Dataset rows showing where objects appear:
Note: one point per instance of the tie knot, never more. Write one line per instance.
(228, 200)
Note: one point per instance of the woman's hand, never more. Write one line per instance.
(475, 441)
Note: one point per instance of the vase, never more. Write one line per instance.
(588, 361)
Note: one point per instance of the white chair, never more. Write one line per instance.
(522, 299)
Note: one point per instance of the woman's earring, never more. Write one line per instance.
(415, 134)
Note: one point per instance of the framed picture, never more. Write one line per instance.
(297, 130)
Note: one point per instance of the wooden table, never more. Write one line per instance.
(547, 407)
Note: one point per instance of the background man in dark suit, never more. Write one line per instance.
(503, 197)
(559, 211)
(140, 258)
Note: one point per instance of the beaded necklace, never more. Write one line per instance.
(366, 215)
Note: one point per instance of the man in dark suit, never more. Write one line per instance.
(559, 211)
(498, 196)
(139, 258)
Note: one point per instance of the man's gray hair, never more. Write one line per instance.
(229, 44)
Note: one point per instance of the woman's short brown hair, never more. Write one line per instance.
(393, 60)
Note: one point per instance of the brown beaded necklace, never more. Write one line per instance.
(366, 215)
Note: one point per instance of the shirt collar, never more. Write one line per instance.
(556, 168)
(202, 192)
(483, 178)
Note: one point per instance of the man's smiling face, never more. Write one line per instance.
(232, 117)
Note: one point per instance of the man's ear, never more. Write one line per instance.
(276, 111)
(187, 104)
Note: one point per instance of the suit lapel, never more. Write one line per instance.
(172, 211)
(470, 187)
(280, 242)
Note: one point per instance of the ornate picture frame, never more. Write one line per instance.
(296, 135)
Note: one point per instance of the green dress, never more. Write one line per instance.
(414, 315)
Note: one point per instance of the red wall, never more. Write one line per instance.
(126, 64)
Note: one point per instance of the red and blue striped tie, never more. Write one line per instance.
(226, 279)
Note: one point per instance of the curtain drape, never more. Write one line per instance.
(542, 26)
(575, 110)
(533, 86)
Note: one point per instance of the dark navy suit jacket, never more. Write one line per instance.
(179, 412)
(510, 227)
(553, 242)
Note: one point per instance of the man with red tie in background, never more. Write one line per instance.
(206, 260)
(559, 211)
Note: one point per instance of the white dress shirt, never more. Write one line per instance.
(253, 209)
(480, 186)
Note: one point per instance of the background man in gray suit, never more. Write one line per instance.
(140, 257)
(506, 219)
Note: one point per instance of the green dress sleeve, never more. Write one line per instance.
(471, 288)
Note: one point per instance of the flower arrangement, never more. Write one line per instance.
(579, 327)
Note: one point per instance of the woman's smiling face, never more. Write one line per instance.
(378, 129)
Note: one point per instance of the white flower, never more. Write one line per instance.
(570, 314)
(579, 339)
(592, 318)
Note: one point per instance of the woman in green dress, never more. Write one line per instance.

§ Short problem: Put the part of the listing that opens with the line containing "Note: one point per instance of the flower" and runs through the end of the listing into a Markdown table with the columns No. and Line. Give each line its own row, number the rows, and leave out any blank lines.

§ Right answer:
| No. | Line |
|---|---|
| 1 | Note: one point per instance of the flower arrangement, never more. Write one line per instance. |
| 2 | (579, 327) |
| 3 | Note: one point per instance of the woman's smiling face, never more. Write one line per instance. |
| 4 | (378, 129) |
| 5 | Note: one point per instance of the white flower, never more. Write one line per instance. |
| 6 | (570, 314) |
| 7 | (579, 339) |
| 8 | (592, 318) |
| 9 | Note: one point per instance of the woman in green dress, never more. Write one line per instance. |